Entries excerpted from a collection:
******************************

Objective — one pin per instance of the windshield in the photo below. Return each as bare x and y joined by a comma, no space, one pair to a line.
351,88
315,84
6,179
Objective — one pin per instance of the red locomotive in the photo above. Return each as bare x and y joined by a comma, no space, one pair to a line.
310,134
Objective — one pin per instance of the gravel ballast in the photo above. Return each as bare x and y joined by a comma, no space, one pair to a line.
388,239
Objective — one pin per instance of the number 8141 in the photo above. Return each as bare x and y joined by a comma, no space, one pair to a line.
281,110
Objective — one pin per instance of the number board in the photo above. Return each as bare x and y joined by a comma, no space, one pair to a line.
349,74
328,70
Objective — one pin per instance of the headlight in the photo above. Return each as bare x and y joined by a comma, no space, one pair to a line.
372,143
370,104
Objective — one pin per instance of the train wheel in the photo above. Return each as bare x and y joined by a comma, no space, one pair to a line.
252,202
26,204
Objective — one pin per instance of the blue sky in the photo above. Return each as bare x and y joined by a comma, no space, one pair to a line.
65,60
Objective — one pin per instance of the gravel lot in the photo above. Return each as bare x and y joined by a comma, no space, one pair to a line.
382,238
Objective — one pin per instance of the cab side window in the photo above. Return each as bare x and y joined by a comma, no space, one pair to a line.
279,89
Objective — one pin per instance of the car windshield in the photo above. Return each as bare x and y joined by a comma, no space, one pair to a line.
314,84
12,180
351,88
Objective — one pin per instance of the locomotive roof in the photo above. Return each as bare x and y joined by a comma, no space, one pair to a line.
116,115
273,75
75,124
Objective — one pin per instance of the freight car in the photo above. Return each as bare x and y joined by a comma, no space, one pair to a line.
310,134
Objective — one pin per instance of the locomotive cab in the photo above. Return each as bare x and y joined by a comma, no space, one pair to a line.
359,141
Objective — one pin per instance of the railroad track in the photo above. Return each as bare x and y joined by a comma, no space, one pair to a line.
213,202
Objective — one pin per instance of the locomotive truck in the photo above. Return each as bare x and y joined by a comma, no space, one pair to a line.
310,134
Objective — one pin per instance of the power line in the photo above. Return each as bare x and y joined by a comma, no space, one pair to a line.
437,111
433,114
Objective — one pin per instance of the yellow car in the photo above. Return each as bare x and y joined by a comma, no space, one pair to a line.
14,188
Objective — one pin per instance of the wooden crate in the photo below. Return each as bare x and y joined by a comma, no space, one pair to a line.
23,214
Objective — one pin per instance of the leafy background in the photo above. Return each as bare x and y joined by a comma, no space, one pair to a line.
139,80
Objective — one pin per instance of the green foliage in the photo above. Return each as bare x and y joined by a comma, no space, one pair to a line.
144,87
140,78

******************************

* GIVEN REQUEST *
Recast the entries above as a two-column CSV with the header instruction,points and one row per entry. Put the entry's text in the instruction field and its answer in the points field, each enclosed in double quotes, with any line breaks replaced by spaces.

* SOLUTION *
instruction,points
"Objective — one pin per instance of the windshield in the photo below. Return each as bare x and y joined by a comma, no space, one pair to a line.","351,88 315,84 6,179"
"Objective — one pin per instance of the red locomotive in the photo above. Return each as bare x and y joined by a comma, no space, one pair to a line.","310,134"
"Objective — one pin per instance of the gravel ballast in the photo above. Return each as bare x and y joined by a comma, no space, one pair to a line.","388,239"
"Objective — one pin per instance of the number 8141 in the photo above. Return each as bare x and y joined by a comma, no space, one pair to a line.","281,110"
"Objective — one pin per instance of the number board in the photo above. Return each as bare x and y joined by a comma, no space, one pair to a line.","349,74 328,70"
"Objective — one pin per instance of the headlight in the photo above. Return each as bare x and y joined by a comma, no space, one pair to a line.","372,143 370,104"
"Objective — one pin per instance of the train wheel in the photo above. Return each as bare x and y joined by a comma, no space, one pair to a line.","252,202 26,204"
"Objective — one pin per instance of the blue sky in the photo above. Return each as bare x and y joined by a comma, no space, one pair to a line.","65,60"
"Objective — one pin per instance of the gravel lot in the photo above. Return each as bare x and y joined by a comma, no space, one pair to a line.","382,238"
"Objective — one pin per instance of the cab side window in the photo above. Return each as bare x and y joined by a comma, no space, one pair to a line.","279,89"
"Objective — one pin per instance of the car windshield in the photo above. Return each as bare x and y joined by a comma, no space, one pair to a line.","314,84 12,180 351,88"
"Objective — one pin per instance of the locomotive roof in the photo above. Return each as bare x and y joined by a comma, no space, one pair to a line.","116,115 273,75 75,124"
"Objective — one pin per instance of the freight car in the photo above. Return each as bare x and y joined by a comma, no space, one pair to a line.","310,134"
"Objective — one pin per instance of the locomotive cab in the photo above. Return each as bare x and y joined by a comma, no space, one pair to a line.","359,141"
"Objective — one pin per instance of the railroad track in the photo above. Return each as bare x and y joined by a comma, no space, one pair to a line.","213,202"
"Objective — one pin per instance of the locomotive truck in the photo above. Return each as bare x and y joined by a comma, no space, one pair to a line.","310,134"
"Objective — one pin per instance of the power line in the photo above. Return each as bare x and y joined by a comma, no space, one pair to a line.","437,111 433,114"
"Objective — one pin per instance of the yellow car in the photo above. Return each as bare x and y joined by a comma, no space, one pair to a line.","14,188"
"Objective — one pin per instance of the wooden crate in the photo below. Return each as bare x and y joined by a comma, no space, one pair to a line.","23,214"
"Objective — one pin per instance of the leafy background in the photo above. Return each as bare x and y joined by a comma, no space, one pair to a line.","139,80"
"Objective — one pin per instance of the green foliage in the photo above. Return each as bare x and y joined by a comma, no space, one pair to a line.","144,87 140,78"